* _WHAT THIS EXERCISE ASKS_
A. In the blog post on Kafka exactly-once semantics, what does the broker do when a producer without idempotency resends a write that already succeeded?
B. Output the stretch of the Kafka exactly-once post from "CatKinKitKat Blog |" through "thing falls apart.", copied verbatim.
C. Pick up the blog post on Kafka transactions at the point where it stops, and write its continuation.

* _TEXT SECTION_
****
CatKinKitKat Blog | Kafka Transactions and the Myth of Exactly-Once

"Exactly-once semantics" is one of those phrases that gets thrown around in Kafka conversations like it's a checkbox you tick and move on. It isn't. It's a set of trade-offs that most teams don't fully understand until they're debugging duplicate records in production at 11 PM on a Thursday.

Let me walk you through what Kafka actually gives you, what it costs, and where the whole thing falls apart.

Idempotent Producers: The Foundation

Before we talk about transactions, we need to talk about idempotent producers. This is Kafka's answer to the question: "What happens when the broker acks a write, but the ack gets lost, and the producer retries?"

Without idempotency, you get duplicate messages. The producer doesn't know the first write succeeded, so it sends it again. The broker happily accepts both. Your downstream consumers now process the same event twice.
****
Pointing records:
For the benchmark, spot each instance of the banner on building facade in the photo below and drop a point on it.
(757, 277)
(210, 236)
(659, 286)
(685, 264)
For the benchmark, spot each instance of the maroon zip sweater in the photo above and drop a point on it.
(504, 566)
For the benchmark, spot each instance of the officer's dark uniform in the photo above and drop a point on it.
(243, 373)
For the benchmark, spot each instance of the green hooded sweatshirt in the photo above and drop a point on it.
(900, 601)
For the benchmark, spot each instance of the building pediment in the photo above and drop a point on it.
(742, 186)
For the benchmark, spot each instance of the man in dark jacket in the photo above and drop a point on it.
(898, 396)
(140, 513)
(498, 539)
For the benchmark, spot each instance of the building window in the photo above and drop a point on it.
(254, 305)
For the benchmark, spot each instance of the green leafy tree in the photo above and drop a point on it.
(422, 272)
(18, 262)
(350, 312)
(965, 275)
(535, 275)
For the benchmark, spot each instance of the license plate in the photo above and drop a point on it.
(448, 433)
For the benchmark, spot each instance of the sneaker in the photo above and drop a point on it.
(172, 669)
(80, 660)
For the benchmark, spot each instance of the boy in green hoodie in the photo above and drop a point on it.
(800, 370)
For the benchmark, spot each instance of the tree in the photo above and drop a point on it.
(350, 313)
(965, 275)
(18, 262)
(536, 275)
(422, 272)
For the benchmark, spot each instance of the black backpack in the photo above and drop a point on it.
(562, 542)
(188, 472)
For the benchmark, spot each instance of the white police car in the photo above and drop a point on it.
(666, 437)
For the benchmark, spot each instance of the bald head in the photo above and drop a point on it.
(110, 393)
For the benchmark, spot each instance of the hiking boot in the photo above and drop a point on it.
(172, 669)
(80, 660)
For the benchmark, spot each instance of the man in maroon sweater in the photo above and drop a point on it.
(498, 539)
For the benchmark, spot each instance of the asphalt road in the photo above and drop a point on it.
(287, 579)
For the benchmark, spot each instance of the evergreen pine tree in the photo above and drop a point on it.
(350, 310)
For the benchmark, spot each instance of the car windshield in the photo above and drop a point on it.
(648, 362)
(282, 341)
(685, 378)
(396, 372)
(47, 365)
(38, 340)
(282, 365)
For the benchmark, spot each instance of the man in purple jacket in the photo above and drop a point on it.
****
* _ANSWERS BY TASK_
A. The broker accepts both writes.

B.
CatKinKitKat Blog | Kafka Transactions and the Myth of Exactly-Once

"Exactly-once semantics" is one of those phrases that gets thrown around in Kafka conversations like it's a checkbox you tick and move on. It isn't. It's a set of trade-offs that most teams don't fully understand until they're debugging duplicate records in production at 11 PM on a Thursday.

Let me walk you through what Kafka actually gives you, what it costs, and where the whole thing falls apart.

C.
Setting enable.idempotence=true (which is the default since Kafka 3.0) assigns each producer a PID and sequence number. The broker uses these to deduplicate retries. Same PID, same sequence number, same partition - the broker knows it's a retry and silently drops it.

This is free. There's almost no performance penalty. If you're not using it, you should be. But idempotent producers only protect you against producer retries. They don't help with the read-process-write pattern that most stream processing applications use.

Transactional Producers: The Real Deal

Transactions are where Kafka starts earning the "exactly-once" label. A transactional producer can atomically write to multiple partitions (and multiple topics) and commit consumer offsets, all as a single unit.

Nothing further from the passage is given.